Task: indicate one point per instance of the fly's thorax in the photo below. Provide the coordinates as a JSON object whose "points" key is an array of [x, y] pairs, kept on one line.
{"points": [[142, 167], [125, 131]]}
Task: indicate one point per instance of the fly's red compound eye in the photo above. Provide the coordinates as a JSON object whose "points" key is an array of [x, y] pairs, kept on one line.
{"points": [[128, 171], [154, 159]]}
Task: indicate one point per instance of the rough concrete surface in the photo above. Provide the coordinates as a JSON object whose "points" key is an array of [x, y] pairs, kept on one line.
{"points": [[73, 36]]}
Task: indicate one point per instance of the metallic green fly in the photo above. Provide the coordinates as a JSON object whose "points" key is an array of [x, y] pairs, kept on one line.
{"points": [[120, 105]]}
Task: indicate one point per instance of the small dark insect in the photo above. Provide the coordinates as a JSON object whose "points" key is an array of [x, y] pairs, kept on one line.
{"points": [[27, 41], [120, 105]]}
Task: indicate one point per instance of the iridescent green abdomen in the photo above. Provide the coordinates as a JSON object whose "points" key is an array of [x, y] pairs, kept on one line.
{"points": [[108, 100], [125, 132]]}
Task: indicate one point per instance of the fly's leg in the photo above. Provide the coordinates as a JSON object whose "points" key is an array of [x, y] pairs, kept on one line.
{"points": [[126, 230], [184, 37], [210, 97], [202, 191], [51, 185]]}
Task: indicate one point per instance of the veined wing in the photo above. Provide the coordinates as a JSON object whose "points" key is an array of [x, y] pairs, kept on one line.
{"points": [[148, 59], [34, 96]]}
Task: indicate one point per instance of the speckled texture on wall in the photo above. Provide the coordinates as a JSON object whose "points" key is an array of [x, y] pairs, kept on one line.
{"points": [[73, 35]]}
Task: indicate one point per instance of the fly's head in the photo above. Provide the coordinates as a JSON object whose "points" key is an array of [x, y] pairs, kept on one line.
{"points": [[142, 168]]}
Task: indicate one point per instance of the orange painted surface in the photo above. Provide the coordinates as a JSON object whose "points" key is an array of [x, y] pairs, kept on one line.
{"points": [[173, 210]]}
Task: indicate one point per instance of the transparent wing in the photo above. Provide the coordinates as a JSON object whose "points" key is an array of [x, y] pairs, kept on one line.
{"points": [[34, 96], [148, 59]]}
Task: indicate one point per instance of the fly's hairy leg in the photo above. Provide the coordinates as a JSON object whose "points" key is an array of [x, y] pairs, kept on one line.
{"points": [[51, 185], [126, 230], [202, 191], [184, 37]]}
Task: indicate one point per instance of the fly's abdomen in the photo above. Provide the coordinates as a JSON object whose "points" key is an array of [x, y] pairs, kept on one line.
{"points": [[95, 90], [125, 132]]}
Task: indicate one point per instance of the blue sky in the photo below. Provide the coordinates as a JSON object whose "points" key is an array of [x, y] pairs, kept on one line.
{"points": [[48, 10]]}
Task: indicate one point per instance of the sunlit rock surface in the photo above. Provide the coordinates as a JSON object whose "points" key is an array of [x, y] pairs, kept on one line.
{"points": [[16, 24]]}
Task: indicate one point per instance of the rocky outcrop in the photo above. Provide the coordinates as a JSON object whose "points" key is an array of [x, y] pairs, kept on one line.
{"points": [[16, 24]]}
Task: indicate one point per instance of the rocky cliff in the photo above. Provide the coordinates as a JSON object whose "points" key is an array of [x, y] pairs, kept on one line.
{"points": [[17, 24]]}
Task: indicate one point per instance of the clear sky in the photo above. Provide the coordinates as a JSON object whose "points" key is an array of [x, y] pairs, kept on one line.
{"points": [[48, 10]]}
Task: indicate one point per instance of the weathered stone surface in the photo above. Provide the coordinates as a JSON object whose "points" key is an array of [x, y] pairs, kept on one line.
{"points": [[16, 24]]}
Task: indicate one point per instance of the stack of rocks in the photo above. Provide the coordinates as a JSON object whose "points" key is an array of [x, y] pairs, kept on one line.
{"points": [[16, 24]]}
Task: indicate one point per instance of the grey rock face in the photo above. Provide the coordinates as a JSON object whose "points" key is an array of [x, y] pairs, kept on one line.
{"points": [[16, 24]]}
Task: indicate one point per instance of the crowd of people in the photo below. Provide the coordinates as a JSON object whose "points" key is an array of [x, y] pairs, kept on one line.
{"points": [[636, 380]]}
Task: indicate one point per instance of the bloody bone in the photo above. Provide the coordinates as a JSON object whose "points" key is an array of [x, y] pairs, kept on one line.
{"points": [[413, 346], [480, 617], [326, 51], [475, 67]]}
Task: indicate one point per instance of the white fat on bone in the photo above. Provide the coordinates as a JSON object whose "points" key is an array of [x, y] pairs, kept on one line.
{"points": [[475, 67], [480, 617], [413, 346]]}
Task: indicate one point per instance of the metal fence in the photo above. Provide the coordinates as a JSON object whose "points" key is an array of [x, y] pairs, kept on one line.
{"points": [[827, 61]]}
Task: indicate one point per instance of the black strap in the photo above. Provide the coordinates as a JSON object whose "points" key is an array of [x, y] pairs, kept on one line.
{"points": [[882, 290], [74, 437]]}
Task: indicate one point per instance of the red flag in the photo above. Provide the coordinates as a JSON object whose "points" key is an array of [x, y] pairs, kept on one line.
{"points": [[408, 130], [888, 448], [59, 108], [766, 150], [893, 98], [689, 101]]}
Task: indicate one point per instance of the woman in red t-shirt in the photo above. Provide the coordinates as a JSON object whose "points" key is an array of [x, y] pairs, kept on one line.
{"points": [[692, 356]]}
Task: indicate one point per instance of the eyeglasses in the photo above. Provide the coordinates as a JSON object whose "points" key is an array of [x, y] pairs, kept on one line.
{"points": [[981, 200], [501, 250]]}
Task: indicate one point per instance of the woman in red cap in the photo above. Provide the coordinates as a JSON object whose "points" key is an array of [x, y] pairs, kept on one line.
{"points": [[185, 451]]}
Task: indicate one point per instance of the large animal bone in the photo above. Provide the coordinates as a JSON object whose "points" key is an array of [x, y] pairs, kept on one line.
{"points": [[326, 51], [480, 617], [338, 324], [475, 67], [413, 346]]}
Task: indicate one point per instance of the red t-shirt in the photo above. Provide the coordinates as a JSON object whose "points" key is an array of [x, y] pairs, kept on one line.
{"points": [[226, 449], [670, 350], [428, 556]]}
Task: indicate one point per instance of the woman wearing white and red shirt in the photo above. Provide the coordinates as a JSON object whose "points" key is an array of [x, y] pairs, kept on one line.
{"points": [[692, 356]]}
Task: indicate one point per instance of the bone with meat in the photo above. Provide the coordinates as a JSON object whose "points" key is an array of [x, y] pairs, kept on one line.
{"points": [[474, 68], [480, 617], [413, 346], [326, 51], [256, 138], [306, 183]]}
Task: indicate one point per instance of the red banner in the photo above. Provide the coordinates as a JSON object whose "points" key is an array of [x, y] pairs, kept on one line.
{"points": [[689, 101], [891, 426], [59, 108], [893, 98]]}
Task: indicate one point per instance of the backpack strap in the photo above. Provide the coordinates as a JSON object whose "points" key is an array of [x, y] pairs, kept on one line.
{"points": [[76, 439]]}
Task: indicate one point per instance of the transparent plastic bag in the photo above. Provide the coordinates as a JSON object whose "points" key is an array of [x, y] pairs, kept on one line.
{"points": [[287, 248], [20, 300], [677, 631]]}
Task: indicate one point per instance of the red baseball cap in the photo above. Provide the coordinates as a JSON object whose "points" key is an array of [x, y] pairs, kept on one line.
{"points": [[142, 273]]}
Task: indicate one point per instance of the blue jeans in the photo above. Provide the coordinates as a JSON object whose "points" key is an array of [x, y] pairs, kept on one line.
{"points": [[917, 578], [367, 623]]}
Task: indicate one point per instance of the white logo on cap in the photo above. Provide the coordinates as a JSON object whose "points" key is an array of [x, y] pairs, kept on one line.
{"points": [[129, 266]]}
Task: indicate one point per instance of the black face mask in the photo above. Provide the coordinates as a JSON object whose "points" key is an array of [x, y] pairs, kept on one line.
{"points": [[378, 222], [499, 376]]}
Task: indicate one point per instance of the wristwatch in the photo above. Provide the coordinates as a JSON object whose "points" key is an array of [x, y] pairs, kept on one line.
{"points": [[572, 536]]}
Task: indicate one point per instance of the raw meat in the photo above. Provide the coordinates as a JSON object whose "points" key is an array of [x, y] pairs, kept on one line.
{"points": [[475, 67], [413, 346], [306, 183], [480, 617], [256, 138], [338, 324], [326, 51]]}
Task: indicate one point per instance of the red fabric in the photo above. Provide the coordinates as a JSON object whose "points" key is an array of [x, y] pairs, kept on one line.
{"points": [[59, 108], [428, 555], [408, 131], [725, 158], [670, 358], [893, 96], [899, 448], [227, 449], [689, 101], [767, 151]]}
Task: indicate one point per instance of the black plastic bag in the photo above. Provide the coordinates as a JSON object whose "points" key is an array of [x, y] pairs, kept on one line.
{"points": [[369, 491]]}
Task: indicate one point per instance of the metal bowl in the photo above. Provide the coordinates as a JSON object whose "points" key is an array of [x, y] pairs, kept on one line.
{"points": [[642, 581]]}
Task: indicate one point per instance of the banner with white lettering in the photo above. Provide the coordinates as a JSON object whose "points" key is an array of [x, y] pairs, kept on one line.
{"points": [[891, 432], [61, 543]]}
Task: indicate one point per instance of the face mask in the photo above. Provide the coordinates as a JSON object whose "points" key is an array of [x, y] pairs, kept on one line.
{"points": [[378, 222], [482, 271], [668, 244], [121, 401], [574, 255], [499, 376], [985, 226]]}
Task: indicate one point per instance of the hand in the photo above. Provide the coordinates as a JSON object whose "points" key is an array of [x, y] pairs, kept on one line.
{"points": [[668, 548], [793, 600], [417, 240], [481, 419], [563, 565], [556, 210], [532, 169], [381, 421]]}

※ ※ ※

Copy exactly the lines of the listing above, beginning at the line with "Task: indicate one point per instance of the black face" and ending at its final line; write out nothing else.

Task: indicate one point per instance of the black face mask in the photo above. Provide the coordinates as a JSON object whose "points" key is an array of [x, y] pairs, kept on one line.
{"points": [[378, 222], [499, 376]]}
Task: indicate one point per instance of the wristwatch in the photo above. Provide the coordinates as a JSON object whose "points" key is an array of [x, y] pairs, kept on one line.
{"points": [[572, 536]]}
Task: indicate one point per instance of the raw meat in the photo above. Provide the coordinates as a JSON object whose "points" key is an array of [x, y] pairs, kept on one line.
{"points": [[475, 67], [413, 346], [306, 183], [480, 617], [256, 138], [338, 324], [326, 51]]}
Task: indicate one point per instance of the red fabric in the photo above. Provide the coordinates as a JSON object whose "points" key is an array of [x, y] pairs, kept on one line.
{"points": [[59, 108], [428, 555], [408, 131], [725, 158], [670, 358], [893, 96], [899, 448], [227, 449], [689, 101], [767, 151]]}
Task: indicate one point per instance of the black plastic bag in the photo above. Provide the coordinates as a JSON object whose "points" key is an array of [x, y] pairs, kept on one line.
{"points": [[369, 491]]}
Task: indicate one point per instance of the metal bowl in the photo above. Provide the coordinates as a JSON object whose "points" key is an array of [x, y] pairs, kept on one line.
{"points": [[642, 581]]}
Task: indicate one point per instance of the banner with white lettering in the photo above. Provide the coordinates as a JSON object whose "points" key is an array of [x, y] pairs, kept on one line.
{"points": [[891, 432], [61, 543]]}
Task: indicate one point per instance of the face mask in the photo above. Provide the coordinates as a JSON object whose "points" key is an array of [x, y] pairs, kept on one line.
{"points": [[378, 222], [482, 271], [668, 244], [121, 401], [574, 255], [499, 376], [985, 226]]}
Task: indicate one point per instance of the hand in the photo above. Provide the coordinates as a JSON object whose "points" key is an array of [x, y] pairs, kept on one line.
{"points": [[668, 548], [793, 600], [417, 240], [481, 419], [563, 565], [556, 210], [532, 169], [381, 421]]}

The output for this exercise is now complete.